== Entries from a pointing dataset ==

↓↓↓

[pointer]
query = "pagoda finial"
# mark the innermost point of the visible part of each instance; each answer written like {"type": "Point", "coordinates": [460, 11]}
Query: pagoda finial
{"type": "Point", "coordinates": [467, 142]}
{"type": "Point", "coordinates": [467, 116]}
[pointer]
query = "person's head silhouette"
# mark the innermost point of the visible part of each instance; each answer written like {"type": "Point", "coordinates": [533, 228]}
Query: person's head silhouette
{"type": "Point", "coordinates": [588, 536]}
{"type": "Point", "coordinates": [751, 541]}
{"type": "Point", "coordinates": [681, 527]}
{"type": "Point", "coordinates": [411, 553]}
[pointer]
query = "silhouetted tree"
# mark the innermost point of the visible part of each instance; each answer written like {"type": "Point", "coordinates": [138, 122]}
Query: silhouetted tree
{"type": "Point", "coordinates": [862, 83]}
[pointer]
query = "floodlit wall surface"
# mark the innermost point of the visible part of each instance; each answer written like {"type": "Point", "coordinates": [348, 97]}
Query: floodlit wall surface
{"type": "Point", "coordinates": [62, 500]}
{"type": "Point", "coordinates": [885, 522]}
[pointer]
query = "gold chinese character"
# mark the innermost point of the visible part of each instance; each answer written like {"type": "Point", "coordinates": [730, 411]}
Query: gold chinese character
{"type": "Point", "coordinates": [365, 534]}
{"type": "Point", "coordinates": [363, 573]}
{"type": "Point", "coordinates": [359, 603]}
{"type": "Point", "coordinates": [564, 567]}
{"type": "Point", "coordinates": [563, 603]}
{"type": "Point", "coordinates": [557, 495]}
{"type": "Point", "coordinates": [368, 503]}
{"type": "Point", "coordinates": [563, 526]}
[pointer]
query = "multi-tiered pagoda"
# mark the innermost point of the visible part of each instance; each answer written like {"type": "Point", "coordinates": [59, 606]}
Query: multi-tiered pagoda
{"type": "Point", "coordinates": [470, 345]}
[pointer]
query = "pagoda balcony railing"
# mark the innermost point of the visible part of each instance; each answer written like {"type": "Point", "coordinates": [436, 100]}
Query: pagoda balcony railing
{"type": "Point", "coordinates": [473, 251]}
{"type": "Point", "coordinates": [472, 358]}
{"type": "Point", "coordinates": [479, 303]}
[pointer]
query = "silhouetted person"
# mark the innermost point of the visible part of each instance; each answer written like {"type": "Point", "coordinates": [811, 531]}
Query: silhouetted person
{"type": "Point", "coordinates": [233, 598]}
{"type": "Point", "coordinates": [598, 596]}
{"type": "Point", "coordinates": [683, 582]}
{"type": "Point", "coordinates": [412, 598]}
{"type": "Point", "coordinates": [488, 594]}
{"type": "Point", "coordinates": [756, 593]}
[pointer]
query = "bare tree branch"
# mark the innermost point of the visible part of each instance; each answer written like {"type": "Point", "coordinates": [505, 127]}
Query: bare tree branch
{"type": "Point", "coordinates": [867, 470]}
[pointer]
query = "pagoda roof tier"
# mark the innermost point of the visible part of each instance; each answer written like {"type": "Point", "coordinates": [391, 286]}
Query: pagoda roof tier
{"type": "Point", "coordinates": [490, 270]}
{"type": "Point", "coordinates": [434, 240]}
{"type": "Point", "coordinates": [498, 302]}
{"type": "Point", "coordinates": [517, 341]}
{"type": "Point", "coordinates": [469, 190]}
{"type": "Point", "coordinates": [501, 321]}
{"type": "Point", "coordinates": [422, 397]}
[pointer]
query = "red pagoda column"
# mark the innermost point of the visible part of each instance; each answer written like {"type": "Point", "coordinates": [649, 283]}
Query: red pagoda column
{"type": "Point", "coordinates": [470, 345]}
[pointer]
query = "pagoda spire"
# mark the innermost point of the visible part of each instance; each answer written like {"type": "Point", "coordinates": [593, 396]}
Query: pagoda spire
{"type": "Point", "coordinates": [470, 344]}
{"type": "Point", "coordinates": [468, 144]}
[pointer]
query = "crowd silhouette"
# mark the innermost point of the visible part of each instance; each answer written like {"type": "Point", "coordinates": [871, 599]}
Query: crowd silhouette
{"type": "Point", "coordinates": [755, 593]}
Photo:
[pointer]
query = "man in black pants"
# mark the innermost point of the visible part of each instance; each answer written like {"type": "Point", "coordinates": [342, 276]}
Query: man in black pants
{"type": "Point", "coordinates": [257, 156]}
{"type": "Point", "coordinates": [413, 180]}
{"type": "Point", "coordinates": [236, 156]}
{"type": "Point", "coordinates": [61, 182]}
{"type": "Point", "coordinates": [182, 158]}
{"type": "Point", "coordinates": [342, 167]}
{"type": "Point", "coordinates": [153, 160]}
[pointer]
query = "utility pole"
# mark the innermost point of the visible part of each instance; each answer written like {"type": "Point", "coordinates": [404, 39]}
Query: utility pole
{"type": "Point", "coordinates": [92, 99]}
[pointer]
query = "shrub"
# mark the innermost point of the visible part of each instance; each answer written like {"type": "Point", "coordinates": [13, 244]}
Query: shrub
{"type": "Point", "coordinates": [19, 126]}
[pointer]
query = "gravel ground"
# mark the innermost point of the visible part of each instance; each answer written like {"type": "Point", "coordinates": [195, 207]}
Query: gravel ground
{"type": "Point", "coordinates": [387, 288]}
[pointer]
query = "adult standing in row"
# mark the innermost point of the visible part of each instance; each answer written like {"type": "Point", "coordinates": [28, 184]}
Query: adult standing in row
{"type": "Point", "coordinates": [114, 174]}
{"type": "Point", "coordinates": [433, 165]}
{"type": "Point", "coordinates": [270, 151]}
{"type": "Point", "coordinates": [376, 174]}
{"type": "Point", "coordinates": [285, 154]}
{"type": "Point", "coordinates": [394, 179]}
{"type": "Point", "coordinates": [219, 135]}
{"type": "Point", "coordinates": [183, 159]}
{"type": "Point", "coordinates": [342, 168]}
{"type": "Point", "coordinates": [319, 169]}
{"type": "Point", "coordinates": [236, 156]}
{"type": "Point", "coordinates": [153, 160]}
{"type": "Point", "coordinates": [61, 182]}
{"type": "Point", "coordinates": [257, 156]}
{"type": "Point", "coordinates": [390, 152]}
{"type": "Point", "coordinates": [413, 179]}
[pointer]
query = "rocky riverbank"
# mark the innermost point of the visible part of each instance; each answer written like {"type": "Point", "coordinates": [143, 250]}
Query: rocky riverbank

↑↑↑

== Work to complete ==
Set all of the records down again, exactly as they stand.

== Solution for this task ==
[pointer]
query = "pagoda finial"
# mark the innermost point of the visible part of each instance; each answer written like {"type": "Point", "coordinates": [460, 11]}
Query: pagoda finial
{"type": "Point", "coordinates": [467, 142]}
{"type": "Point", "coordinates": [467, 116]}
[pointer]
query = "person's head silhouette"
# mark the innermost point of the visible part of each instance; each answer written like {"type": "Point", "coordinates": [533, 228]}
Query: person's head silhouette
{"type": "Point", "coordinates": [588, 536]}
{"type": "Point", "coordinates": [751, 541]}
{"type": "Point", "coordinates": [681, 527]}
{"type": "Point", "coordinates": [411, 553]}
[pointer]
query = "silhouetted tree"
# mark the innermost point of the visible part of each instance; each answer written like {"type": "Point", "coordinates": [138, 122]}
Query: silhouetted tree
{"type": "Point", "coordinates": [862, 83]}
[pointer]
query = "floodlit wall surface"
# mark the innermost point of the visible part of each instance; each answer written like {"type": "Point", "coordinates": [348, 97]}
Query: floodlit wall surface
{"type": "Point", "coordinates": [62, 500]}
{"type": "Point", "coordinates": [885, 522]}
[pointer]
query = "gold chinese character"
# mark the innermost point of the visible part of each instance; each answer written like {"type": "Point", "coordinates": [730, 411]}
Query: gold chinese character
{"type": "Point", "coordinates": [365, 534]}
{"type": "Point", "coordinates": [363, 573]}
{"type": "Point", "coordinates": [359, 603]}
{"type": "Point", "coordinates": [564, 567]}
{"type": "Point", "coordinates": [563, 603]}
{"type": "Point", "coordinates": [557, 495]}
{"type": "Point", "coordinates": [368, 503]}
{"type": "Point", "coordinates": [563, 526]}
[pointer]
query = "multi-tiered pagoda"
# mark the innermost point of the visible part of each instance; each answer written like {"type": "Point", "coordinates": [59, 606]}
Query: multi-tiered pagoda
{"type": "Point", "coordinates": [470, 345]}
[pointer]
query = "pagoda balcony railing"
# mark the innermost point of the visible part of each instance; each answer written like {"type": "Point", "coordinates": [436, 100]}
Query: pagoda balcony railing
{"type": "Point", "coordinates": [473, 251]}
{"type": "Point", "coordinates": [472, 358]}
{"type": "Point", "coordinates": [479, 303]}
[pointer]
query = "silhouetted person"
# mark the innermost point of the visible part of each instance; each answer written like {"type": "Point", "coordinates": [811, 531]}
Query: silhouetted person
{"type": "Point", "coordinates": [233, 598]}
{"type": "Point", "coordinates": [598, 596]}
{"type": "Point", "coordinates": [683, 582]}
{"type": "Point", "coordinates": [412, 598]}
{"type": "Point", "coordinates": [488, 594]}
{"type": "Point", "coordinates": [756, 593]}
[pointer]
query = "bare tree branch"
# mark the innermost point of the visible part of each instance; each answer written like {"type": "Point", "coordinates": [505, 127]}
Query: bare tree branch
{"type": "Point", "coordinates": [867, 470]}
[pointer]
query = "pagoda roof tier"
# mark the innermost point of the visible part of each instance; each answer written like {"type": "Point", "coordinates": [391, 286]}
Query: pagoda roof tier
{"type": "Point", "coordinates": [490, 270]}
{"type": "Point", "coordinates": [434, 240]}
{"type": "Point", "coordinates": [498, 302]}
{"type": "Point", "coordinates": [517, 341]}
{"type": "Point", "coordinates": [469, 190]}
{"type": "Point", "coordinates": [501, 321]}
{"type": "Point", "coordinates": [422, 397]}
[pointer]
query = "red pagoda column"
# mark the innermost point of the visible part of each instance; each answer written like {"type": "Point", "coordinates": [649, 283]}
Query: red pagoda column
{"type": "Point", "coordinates": [470, 345]}
[pointer]
query = "pagoda spire"
# mark the innermost point of the visible part of each instance; each answer written like {"type": "Point", "coordinates": [593, 396]}
Query: pagoda spire
{"type": "Point", "coordinates": [470, 344]}
{"type": "Point", "coordinates": [468, 144]}
[pointer]
query = "crowd silhouette"
# mark the innermost point of the visible part of each instance; each answer written like {"type": "Point", "coordinates": [871, 599]}
Query: crowd silhouette
{"type": "Point", "coordinates": [755, 593]}
Photo:
[pointer]
query = "man in black pants"
# mark the innermost point of the visible part of each instance; each answer written like {"type": "Point", "coordinates": [342, 276]}
Query: man in black pants
{"type": "Point", "coordinates": [257, 156]}
{"type": "Point", "coordinates": [413, 180]}
{"type": "Point", "coordinates": [236, 156]}
{"type": "Point", "coordinates": [61, 182]}
{"type": "Point", "coordinates": [182, 158]}
{"type": "Point", "coordinates": [342, 167]}
{"type": "Point", "coordinates": [153, 160]}
[pointer]
query = "utility pole"
# mark the innermost point of the visible part of each instance; each answer written like {"type": "Point", "coordinates": [404, 39]}
Query: utility pole
{"type": "Point", "coordinates": [92, 99]}
[pointer]
query = "shrub"
# mark the innermost point of the visible part of each instance; each answer written like {"type": "Point", "coordinates": [13, 244]}
Query: shrub
{"type": "Point", "coordinates": [19, 126]}
[pointer]
query = "gravel ground"
# mark the innermost point of the visible part of each instance; each answer written like {"type": "Point", "coordinates": [195, 207]}
Query: gravel ground
{"type": "Point", "coordinates": [387, 288]}
[pointer]
query = "adult standing in row"
# mark the innermost point of the visible part of each instance; each answer written like {"type": "Point", "coordinates": [28, 184]}
Query: adult standing in row
{"type": "Point", "coordinates": [114, 174]}
{"type": "Point", "coordinates": [433, 165]}
{"type": "Point", "coordinates": [270, 151]}
{"type": "Point", "coordinates": [376, 174]}
{"type": "Point", "coordinates": [285, 154]}
{"type": "Point", "coordinates": [394, 179]}
{"type": "Point", "coordinates": [219, 135]}
{"type": "Point", "coordinates": [183, 159]}
{"type": "Point", "coordinates": [342, 168]}
{"type": "Point", "coordinates": [319, 169]}
{"type": "Point", "coordinates": [236, 156]}
{"type": "Point", "coordinates": [153, 160]}
{"type": "Point", "coordinates": [61, 182]}
{"type": "Point", "coordinates": [257, 156]}
{"type": "Point", "coordinates": [390, 152]}
{"type": "Point", "coordinates": [413, 179]}
[pointer]
query = "rocky riverbank"
# mark the innermost point of the visible part of each instance; each answer written like {"type": "Point", "coordinates": [143, 250]}
Query: rocky riverbank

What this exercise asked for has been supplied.